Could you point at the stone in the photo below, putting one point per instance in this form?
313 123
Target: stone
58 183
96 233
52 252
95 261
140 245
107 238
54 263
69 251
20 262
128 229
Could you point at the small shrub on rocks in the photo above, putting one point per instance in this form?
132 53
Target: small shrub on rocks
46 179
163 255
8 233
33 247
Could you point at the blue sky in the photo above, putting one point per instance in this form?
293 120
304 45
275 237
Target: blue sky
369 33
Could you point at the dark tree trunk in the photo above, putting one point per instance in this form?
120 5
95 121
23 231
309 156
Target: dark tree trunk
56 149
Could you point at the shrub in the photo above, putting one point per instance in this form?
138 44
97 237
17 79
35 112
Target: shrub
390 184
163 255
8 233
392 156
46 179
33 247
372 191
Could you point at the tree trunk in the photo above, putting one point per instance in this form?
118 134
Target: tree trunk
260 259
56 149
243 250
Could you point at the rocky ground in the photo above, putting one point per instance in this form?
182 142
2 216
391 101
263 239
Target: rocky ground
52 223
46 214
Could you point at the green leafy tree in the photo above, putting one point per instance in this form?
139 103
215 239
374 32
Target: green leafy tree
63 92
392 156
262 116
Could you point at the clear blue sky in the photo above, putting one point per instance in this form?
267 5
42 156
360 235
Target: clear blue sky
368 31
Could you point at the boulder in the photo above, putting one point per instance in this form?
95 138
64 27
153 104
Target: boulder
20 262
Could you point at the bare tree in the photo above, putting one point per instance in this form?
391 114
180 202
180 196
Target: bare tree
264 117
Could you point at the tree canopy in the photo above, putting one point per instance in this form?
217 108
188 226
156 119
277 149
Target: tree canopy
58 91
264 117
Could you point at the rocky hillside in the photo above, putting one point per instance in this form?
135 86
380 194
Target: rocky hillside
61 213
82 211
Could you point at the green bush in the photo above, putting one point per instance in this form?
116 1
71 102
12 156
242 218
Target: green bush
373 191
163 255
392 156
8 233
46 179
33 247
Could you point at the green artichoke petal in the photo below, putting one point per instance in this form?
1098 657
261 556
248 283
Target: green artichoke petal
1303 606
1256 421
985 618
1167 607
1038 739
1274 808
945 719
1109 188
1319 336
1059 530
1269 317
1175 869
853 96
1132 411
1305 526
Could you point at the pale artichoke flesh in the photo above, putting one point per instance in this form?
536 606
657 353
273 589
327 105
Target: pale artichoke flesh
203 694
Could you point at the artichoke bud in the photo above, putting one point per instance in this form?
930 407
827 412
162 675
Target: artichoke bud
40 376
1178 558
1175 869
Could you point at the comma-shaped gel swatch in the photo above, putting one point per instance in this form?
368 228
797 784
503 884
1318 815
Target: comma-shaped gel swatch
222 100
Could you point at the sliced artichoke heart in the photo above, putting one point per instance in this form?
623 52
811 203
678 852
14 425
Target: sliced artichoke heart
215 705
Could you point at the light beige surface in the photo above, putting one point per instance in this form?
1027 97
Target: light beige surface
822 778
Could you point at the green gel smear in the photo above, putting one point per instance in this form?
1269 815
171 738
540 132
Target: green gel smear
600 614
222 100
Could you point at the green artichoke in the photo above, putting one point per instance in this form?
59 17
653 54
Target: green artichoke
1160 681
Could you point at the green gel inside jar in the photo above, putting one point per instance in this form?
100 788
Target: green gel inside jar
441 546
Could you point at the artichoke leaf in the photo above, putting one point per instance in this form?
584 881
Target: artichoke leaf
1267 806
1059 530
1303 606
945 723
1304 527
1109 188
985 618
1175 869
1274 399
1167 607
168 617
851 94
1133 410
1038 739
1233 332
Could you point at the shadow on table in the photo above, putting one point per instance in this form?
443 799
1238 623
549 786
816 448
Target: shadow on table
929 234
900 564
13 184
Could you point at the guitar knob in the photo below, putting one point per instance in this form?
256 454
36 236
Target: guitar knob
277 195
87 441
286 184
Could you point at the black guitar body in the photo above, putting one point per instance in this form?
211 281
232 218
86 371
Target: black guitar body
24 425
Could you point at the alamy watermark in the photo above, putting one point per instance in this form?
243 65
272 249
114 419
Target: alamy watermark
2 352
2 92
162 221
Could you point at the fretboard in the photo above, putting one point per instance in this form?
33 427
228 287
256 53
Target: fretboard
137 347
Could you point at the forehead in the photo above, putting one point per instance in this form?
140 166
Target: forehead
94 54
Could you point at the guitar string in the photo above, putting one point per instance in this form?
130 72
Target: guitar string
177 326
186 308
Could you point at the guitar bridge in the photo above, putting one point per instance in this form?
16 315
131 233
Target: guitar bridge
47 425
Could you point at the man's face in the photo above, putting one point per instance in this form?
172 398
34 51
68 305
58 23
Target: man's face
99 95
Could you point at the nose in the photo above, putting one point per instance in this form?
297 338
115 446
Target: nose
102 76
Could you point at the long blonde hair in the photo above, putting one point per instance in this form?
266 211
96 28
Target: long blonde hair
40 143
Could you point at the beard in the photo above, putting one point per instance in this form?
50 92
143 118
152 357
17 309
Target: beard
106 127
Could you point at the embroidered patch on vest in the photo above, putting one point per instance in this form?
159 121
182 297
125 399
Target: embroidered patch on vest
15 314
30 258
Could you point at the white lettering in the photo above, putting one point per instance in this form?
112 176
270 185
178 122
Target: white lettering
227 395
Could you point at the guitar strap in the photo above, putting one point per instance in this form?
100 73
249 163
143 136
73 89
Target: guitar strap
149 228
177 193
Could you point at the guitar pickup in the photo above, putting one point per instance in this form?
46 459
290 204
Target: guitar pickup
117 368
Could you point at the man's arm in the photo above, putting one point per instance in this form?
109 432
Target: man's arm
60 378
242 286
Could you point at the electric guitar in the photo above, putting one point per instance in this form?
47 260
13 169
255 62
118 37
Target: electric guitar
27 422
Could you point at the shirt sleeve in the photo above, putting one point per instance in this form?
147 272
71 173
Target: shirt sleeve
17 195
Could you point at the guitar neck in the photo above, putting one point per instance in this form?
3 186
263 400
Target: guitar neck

---+---

• Exercise directions: Recopy the whole listing exactly.

• Written response:
Could you point at the stone in the photo below, putting one point per instance in this form?
313 123
Target: stone
58 183
96 233
52 252
95 261
140 245
107 238
54 263
69 251
20 262
128 229
Could you point at the small shrub on rocks in the photo above, putting one point per instance in this form?
132 53
Target: small shrub on rocks
46 179
163 255
8 233
33 247
Could you point at the blue sky in the photo above, putting one point per instance in this form?
293 120
304 45
275 237
Target: blue sky
369 33
Could you point at the dark tree trunk in the photo above, putting one point per instance in this form?
120 5
95 121
23 231
309 156
Target: dark tree trunk
56 149
Could you point at the shrub in the photo above, putting one point per instance in this form?
138 44
97 237
17 79
35 112
Target: shrub
390 184
163 255
8 233
392 156
46 179
33 247
372 191
Could you point at the tree trunk in the photo above, putting one point per instance in this form?
118 134
Target: tree trunk
260 259
56 149
243 250
Could you point at the rocky ground in the photo above, putting one point per instance in this form?
182 142
2 216
391 101
263 239
Target: rocky ground
52 223
46 214
Could you point at the green leafy tree in the photo above, putting one point per instance in this form?
139 103
215 239
374 32
Target: green leafy tree
63 92
392 156
262 116
Could you point at the clear blue sky in the photo above, putting one point per instance in this form?
267 5
42 156
360 235
Target: clear blue sky
368 31
Could you point at the boulder in the photo above, putting one point per instance in this form?
95 138
64 27
153 104
Target: boulder
20 262
Could you point at the bare tree in the photo above, putting one point per instance in this form?
391 114
180 202
180 196
Target: bare tree
264 117
Could you point at the tree canopy in the photo above, putting one point per instance in this form?
217 108
188 226
156 119
277 149
Target: tree canopy
58 91
264 117
Could you point at the rocky hillside in the photo above, putting one point per instance in this form?
135 86
380 194
Target: rocky hillside
61 213
82 211
Could you point at the green bush in the photo above, putting one point per instance in this form?
116 1
71 102
12 156
242 218
Target: green bush
373 191
163 255
392 156
8 233
46 179
33 247
Could you point at the green artichoke petal in the photo below, putting one point per instance in this form?
1098 657
261 556
248 283
Target: green artichoke petal
1303 606
1256 421
985 618
1167 607
1038 739
1274 808
945 719
1109 188
1319 336
1059 530
1269 317
1175 869
853 96
1132 411
1305 526
Could you point at the pale artichoke flesh in the photo above, putting one point per instance in this form?
536 606
657 353
273 589
327 105
Target: pale artichoke flesh
203 694
Could you point at the artichoke bud in the photo above, putting one point per instance in this form?
930 407
827 412
162 675
Target: artichoke bud
40 376
1178 558
1175 869
Could you point at the comma-shaped gel swatch in the photo above, putting one point per instance in this form?
368 228
797 784
503 884
1318 815
Target: comma-shaped gel swatch
222 100
Could you point at the sliced artichoke heart in the photo above, putting one point per instance in this form?
623 52
811 203
678 852
14 425
Target: sliced artichoke heart
215 705
Could you point at the light beige surface in the photo above, putting one point per instance in this form?
1027 97
Target: light beige surface
822 778
Could you point at the green gel smear in the photo above, putting one point per instance in this form?
1269 815
171 738
540 132
Target: green gel smear
600 614
222 100
Could you point at the green artichoke in the photo above, putting one point per instance in this form?
59 17
653 54
Target: green artichoke
1160 681
Could you point at the green gel inside jar in the photo above, putting one point per instance in this form?
100 788
Target: green gel inside jar
441 546
Could you point at the artichoke leaf in the photo above, putting one point per instance in this form?
584 881
Target: artichoke leaf
1267 806
1059 530
1303 606
945 723
1304 527
1109 188
985 618
1175 869
1274 399
1167 607
168 617
851 94
1133 410
1038 739
1233 332
Could you point at the shadow on table in the photo above, putting one point per instance in this form?
443 799
1238 623
549 786
816 448
Target: shadow on table
929 234
900 564
13 184
Could you point at the guitar knob in the photo below, putting one point per instance in this form?
256 454
36 236
Target: guitar knob
277 195
87 441
286 184
Could you point at the black guitar body in the photo above, putting one point per instance in this form?
211 281
232 218
86 371
Target: black guitar body
24 425
Could you point at the alamy watermark in the photo above, putting one point per instance in this form?
243 65
272 249
114 419
Target: alamy watermark
2 352
2 92
162 221
Could you point at the fretboard in the photo above, putting one point per instance in this form?
33 427
228 287
256 53
Target: fretboard
137 347
Could you point at the forehead in the photo above, putting one point per instance in this form?
140 166
Target: forehead
94 54
Could you point at the guitar string in the photo above, putting one point per instance in this form?
130 72
Target: guitar string
177 326
186 308
Could you point at the guitar bridge in the photo above, putting one point per instance in this form?
16 315
131 233
Target: guitar bridge
47 425
Could you point at the man's face in the photo above, putting one point per instance in this form?
172 398
34 51
68 305
58 23
Target: man's face
99 95
Could you point at the nose in the photo above, putting one point per instance in this form?
297 338
115 446
Target: nose
102 76
Could you point at the long blonde hair in the photo above, putting one point per instance in this form?
266 211
96 28
Target: long blonde hair
40 143
Could you point at the beard in the photo above, putting one point per instance in this form?
50 92
143 118
152 357
17 309
Target: beard
106 127
Could you point at the embroidered patch on vest in the photo above, putting one point per instance in this form?
159 121
182 297
125 399
Target: embroidered patch on vest
15 314
30 258
Could you point at the white lettering in the photo above, putting one point per instance in this form?
112 176
270 185
178 122
Target: white lettering
227 395
Could you point at the guitar strap in the photo above, putting one point per instance in this form?
100 73
249 163
143 136
73 89
Target: guitar strap
149 228
177 193
Could you point at the guitar pickup in the photo above, putting one point per instance in this form?
46 459
290 204
Target: guitar pickup
117 368
Could you point at the man's arm in the photo above, putting one point per instance in this form?
109 432
Target: man's arm
60 378
242 286
Could you point at the electric guitar in the photo above, putting one point per instance in this form?
47 260
13 169
255 62
118 37
Target: electric guitar
27 422
Could you point at the shirt sleeve in the photo above, putting one point per instance in this form?
147 272
71 173
Target: shirt sleeve
17 195
Could you point at the guitar neck in the photo above, putting one point per instance in this form?
3 186
263 400
Target: guitar neck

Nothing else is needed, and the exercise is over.